Set exercise: Please copy out, unchanged, the lines of the material below that start at the line containing "subject: red jacket" and continue through the end of the material.
— start of Material for this task —
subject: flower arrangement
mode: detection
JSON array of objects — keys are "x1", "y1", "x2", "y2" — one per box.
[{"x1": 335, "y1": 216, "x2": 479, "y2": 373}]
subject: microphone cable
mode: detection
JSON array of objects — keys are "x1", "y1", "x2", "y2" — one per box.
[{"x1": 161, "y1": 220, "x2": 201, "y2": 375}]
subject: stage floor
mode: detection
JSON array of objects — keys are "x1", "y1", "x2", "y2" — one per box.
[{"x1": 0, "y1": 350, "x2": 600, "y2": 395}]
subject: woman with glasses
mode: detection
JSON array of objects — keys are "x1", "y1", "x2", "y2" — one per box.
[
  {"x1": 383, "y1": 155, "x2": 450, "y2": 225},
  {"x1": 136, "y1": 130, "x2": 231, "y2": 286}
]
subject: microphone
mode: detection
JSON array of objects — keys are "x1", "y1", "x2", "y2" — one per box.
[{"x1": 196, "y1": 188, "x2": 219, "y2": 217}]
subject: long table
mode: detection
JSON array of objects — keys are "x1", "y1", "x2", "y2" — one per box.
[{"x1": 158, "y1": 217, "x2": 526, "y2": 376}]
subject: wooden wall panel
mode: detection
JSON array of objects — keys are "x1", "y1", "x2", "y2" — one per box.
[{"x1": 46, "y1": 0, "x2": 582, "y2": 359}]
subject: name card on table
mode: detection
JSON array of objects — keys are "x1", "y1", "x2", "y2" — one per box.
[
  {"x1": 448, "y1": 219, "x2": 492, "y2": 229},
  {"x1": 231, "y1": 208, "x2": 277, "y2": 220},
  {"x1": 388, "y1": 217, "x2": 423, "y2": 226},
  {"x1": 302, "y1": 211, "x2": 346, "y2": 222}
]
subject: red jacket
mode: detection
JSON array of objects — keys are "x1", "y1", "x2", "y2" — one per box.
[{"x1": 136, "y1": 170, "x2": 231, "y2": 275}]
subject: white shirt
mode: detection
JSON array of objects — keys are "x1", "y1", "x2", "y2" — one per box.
— end of Material for this task —
Result for this task:
subject: red jacket
mode: detection
JSON array of objects — keys are "x1", "y1", "x2", "y2" — one per box.
[{"x1": 136, "y1": 170, "x2": 231, "y2": 275}]
subject: white shirt
mode: detection
JSON array of objects — keys are "x1", "y1", "x2", "y2" — one per box.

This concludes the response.